• _What this task involves_: Copy out the text of each item below word for word, leaving out the pictures.

• _Records shown_:
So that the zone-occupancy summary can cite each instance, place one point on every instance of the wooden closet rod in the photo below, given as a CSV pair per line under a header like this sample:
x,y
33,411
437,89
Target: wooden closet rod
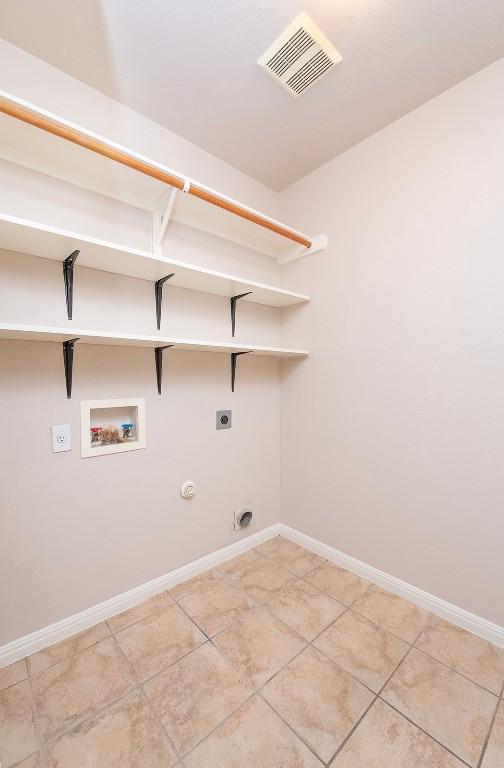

• _The answer_:
So that the zone-occupancy summary can cite each instance, place one point on every instance of the wooden closet rod in the photo below, given as a CSV pair per line under a header like this sample:
x,y
33,411
437,89
Target: wooden closet rod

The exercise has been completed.